------ Supplied information

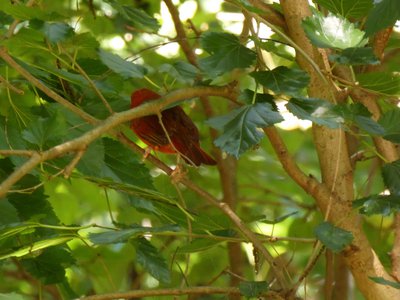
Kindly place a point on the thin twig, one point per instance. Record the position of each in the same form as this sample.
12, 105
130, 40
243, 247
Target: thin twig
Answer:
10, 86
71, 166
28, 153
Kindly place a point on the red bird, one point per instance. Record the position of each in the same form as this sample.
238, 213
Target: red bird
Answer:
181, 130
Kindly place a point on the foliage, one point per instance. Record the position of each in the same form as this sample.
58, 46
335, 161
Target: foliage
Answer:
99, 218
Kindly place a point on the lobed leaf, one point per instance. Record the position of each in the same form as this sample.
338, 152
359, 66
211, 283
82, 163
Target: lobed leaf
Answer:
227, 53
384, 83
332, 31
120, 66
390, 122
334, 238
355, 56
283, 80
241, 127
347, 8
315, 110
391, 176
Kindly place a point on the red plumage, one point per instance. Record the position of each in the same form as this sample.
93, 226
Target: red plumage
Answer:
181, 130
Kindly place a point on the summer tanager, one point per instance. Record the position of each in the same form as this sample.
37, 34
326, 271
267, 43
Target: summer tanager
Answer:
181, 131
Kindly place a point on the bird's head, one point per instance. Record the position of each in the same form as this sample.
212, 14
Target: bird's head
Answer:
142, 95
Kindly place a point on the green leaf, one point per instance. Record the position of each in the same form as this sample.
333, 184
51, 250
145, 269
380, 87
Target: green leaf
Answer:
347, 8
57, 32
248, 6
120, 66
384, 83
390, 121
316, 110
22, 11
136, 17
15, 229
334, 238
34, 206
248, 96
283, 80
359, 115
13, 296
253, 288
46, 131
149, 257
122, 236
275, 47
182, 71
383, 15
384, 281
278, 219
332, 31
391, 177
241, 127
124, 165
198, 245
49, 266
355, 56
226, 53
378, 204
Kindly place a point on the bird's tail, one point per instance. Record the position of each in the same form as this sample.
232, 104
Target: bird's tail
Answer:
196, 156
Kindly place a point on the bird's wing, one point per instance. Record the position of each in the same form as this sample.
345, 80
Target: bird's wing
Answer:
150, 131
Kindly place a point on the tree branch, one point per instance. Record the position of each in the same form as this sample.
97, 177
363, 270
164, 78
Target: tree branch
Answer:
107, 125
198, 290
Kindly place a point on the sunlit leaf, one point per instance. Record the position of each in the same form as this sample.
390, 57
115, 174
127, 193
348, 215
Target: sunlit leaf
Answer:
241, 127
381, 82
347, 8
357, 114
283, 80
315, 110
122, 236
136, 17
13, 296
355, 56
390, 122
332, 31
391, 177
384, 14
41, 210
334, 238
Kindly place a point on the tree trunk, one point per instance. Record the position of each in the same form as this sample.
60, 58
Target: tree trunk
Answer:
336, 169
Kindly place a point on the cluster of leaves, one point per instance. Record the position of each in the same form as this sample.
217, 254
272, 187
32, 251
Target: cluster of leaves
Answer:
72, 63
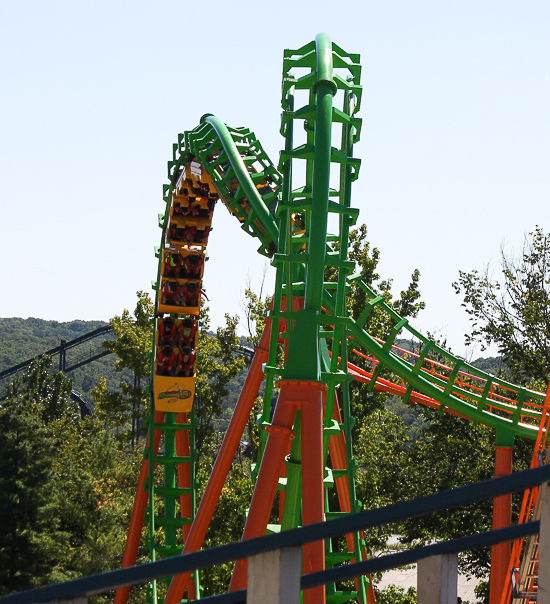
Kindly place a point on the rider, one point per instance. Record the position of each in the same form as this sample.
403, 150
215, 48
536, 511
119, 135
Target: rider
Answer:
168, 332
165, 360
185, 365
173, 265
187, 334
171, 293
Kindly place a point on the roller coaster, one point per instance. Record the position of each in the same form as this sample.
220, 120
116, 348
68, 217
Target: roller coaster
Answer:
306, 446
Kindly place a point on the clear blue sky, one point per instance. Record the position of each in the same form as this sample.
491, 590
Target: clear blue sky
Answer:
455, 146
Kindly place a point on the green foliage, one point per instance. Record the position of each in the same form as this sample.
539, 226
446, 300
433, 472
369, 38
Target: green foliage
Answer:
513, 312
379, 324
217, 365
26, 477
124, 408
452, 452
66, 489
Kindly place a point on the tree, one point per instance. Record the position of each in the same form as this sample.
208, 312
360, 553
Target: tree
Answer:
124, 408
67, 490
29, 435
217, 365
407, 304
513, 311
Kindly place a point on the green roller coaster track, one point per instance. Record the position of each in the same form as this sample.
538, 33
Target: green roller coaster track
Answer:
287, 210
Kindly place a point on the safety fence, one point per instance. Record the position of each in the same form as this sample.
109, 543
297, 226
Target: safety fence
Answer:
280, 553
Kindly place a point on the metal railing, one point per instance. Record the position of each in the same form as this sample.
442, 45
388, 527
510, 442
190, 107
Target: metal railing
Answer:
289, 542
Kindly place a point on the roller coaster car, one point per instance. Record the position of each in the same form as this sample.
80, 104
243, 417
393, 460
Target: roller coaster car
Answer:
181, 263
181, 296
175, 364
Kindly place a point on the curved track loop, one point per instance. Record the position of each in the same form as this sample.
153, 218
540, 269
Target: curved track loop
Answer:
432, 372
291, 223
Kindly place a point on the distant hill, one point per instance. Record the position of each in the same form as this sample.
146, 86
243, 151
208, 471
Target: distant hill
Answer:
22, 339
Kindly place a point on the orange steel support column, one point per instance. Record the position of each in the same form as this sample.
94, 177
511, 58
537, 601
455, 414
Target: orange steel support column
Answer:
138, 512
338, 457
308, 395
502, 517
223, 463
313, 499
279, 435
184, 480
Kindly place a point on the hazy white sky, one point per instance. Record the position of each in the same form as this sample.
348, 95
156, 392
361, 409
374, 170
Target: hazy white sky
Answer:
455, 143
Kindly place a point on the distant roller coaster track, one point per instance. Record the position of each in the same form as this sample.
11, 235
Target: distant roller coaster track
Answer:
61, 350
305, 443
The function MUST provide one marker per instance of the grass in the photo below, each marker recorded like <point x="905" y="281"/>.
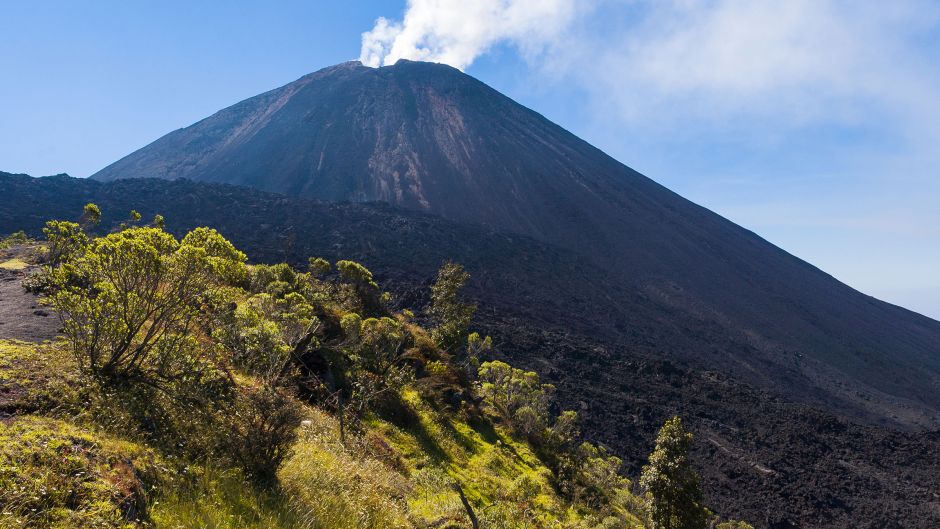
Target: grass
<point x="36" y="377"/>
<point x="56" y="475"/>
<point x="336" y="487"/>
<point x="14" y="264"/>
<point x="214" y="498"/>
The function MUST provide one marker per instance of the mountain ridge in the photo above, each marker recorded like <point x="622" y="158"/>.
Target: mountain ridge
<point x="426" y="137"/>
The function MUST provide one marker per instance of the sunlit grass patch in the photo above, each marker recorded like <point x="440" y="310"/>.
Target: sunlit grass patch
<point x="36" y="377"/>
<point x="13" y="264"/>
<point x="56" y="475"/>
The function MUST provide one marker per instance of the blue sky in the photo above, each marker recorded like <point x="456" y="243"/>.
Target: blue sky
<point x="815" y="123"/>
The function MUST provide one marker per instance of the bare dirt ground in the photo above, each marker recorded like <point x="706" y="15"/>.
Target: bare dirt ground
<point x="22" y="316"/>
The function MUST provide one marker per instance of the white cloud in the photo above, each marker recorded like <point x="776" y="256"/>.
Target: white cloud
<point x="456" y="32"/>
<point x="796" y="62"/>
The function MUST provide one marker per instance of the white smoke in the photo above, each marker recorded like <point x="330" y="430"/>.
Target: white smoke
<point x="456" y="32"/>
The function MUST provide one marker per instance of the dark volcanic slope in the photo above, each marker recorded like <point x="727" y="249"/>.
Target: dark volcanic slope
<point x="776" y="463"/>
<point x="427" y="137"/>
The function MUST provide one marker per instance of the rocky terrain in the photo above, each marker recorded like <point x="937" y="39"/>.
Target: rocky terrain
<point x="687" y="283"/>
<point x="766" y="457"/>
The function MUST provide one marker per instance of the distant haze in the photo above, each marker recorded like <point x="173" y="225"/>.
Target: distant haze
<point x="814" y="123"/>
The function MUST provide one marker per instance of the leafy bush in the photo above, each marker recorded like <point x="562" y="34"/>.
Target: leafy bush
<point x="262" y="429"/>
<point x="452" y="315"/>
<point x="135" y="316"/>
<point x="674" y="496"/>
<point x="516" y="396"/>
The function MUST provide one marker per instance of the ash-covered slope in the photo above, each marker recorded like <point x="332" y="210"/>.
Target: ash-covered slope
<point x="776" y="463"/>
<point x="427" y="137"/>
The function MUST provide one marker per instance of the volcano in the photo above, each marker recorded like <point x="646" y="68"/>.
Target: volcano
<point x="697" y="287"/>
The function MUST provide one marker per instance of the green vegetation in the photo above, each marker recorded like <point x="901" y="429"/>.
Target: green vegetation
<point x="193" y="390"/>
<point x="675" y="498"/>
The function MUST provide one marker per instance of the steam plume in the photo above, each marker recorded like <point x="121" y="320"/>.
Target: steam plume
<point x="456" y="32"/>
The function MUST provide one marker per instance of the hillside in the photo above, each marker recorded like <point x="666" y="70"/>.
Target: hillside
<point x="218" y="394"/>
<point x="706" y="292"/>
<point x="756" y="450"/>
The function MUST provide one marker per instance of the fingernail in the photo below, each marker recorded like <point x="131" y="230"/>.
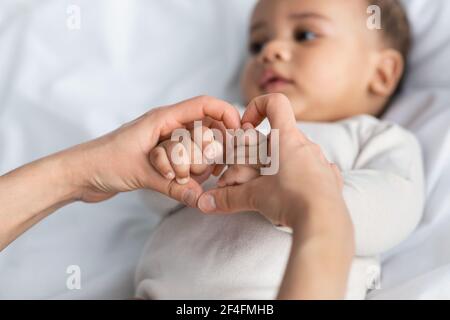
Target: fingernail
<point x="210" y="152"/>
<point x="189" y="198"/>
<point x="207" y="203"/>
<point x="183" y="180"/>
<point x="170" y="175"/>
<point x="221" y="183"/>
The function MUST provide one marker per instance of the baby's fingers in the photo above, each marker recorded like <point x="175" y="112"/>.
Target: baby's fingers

------------

## Goal
Produce an exact copy of only those lines that run from the line with "The function MUST provide one marker per instance of the volcano" to the final line of the records, including both; exclude images.

## Exercise solution
The function MUST provide one marker per instance of the volcano in the photo above, each marker recorded like <point x="646" y="68"/>.
Target: volcano
<point x="697" y="287"/>
The function MUST provide one marker per instance of the green vegetation in the photo above, each marker recorded like <point x="901" y="429"/>.
Target: green vegetation
<point x="193" y="390"/>
<point x="675" y="498"/>
The function MUST provide one marker per instance of the steam plume in the photo above, each marker recorded like <point x="121" y="320"/>.
Target: steam plume
<point x="456" y="32"/>
The function MUST provide one marker per instance of the hillside in the photo above, each marker recorded like <point x="666" y="70"/>.
Target: hillside
<point x="218" y="394"/>
<point x="706" y="292"/>
<point x="756" y="450"/>
The function MUST provide one marker per instance of the fingernail in the photo below, each marker recorded like <point x="131" y="230"/>.
Target: fingernail
<point x="210" y="152"/>
<point x="189" y="198"/>
<point x="207" y="203"/>
<point x="183" y="180"/>
<point x="170" y="175"/>
<point x="221" y="183"/>
The function MUST provide one marker per instance of the baby's fingers in the photo above, each marker recorded like <point x="175" y="112"/>.
Target: baby's fingers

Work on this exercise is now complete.